What the task asks: Quote all of the records below word for word, leaving out the pictures.

--- Record list ---

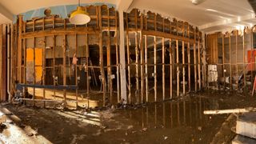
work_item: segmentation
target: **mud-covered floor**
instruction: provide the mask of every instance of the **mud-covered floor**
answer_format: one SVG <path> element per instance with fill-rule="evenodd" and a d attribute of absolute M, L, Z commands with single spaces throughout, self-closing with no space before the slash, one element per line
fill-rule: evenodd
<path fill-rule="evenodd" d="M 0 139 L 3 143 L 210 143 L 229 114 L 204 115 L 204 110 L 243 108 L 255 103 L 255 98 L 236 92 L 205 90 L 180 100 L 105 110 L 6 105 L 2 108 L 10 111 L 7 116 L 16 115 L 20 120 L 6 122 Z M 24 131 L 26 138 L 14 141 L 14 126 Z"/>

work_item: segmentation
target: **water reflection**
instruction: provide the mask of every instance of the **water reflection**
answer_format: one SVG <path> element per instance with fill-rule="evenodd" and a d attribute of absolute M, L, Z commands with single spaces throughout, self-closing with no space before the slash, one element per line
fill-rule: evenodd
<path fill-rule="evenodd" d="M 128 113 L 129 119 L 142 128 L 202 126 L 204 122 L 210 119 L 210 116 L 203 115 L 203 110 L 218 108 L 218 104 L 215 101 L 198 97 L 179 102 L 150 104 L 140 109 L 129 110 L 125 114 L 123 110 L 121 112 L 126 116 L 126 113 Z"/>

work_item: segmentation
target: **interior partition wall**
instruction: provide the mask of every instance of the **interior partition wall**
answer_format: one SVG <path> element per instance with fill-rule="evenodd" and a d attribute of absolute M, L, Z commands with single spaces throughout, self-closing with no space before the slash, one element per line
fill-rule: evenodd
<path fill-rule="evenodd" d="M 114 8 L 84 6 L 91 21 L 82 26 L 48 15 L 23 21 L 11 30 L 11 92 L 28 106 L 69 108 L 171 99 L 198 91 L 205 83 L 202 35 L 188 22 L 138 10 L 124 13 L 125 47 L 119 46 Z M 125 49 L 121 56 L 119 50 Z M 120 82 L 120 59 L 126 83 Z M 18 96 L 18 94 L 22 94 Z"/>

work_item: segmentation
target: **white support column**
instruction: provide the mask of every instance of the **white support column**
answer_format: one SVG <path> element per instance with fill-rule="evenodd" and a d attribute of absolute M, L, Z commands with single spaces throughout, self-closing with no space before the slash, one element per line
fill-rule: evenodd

---

Final result:
work_item: segmentation
target: **mud-covered floor**
instruction: provide the mask of every instance of the **mud-covered floor**
answer_format: one SVG <path> element per instance with fill-rule="evenodd" and a d attribute of absolute M, L, Z commands with single spaces throughout, self-closing with no space before the slash, one element per line
fill-rule: evenodd
<path fill-rule="evenodd" d="M 0 139 L 3 143 L 210 143 L 229 114 L 204 115 L 204 110 L 243 108 L 255 103 L 255 98 L 236 92 L 205 90 L 180 100 L 105 110 L 6 105 L 2 108 L 10 111 L 7 116 L 16 115 L 20 120 L 6 122 Z M 24 131 L 26 138 L 14 141 L 14 126 Z"/>

work_item: segmentation
target: **water reflection**
instruction: provide the mask of every instance of the **water reflection**
answer_format: one SVG <path> element per instance with fill-rule="evenodd" and a d attribute of absolute M, L, Z commands with single spaces throughout, self-closing with no space before the slash, one element per line
fill-rule: evenodd
<path fill-rule="evenodd" d="M 128 113 L 129 119 L 142 128 L 202 126 L 204 122 L 210 119 L 210 116 L 203 115 L 203 110 L 218 108 L 218 104 L 215 101 L 198 97 L 179 102 L 150 104 L 140 109 L 129 110 L 125 114 L 123 110 L 121 112 L 126 116 L 126 113 Z"/>

work_item: segmentation
target: **interior partition wall**
instruction: provide the mask of every instance of the **interior partition wall**
answer_format: one SVG <path> element per instance with fill-rule="evenodd" and a d attribute of absolute M, L, Z commands with single spaces throughout, self-closing with no space before the slash, one element per line
fill-rule: evenodd
<path fill-rule="evenodd" d="M 114 8 L 84 6 L 91 21 L 82 26 L 48 15 L 23 21 L 11 30 L 11 92 L 28 106 L 69 108 L 171 99 L 198 91 L 205 83 L 202 35 L 188 22 L 138 10 L 124 13 L 125 47 L 119 46 Z M 125 49 L 121 56 L 119 50 Z M 120 82 L 120 59 L 126 83 Z M 18 96 L 18 94 L 22 94 Z"/>

work_item: segmentation
target: **white support column**
instruction: provide the mask of every instance of the **white support column**
answer_format: one SVG <path> element per instance with fill-rule="evenodd" and a d attribute of absolute M, L, Z commands with single spaces throughout, self-closing with no space before the slash, one element per line
fill-rule: evenodd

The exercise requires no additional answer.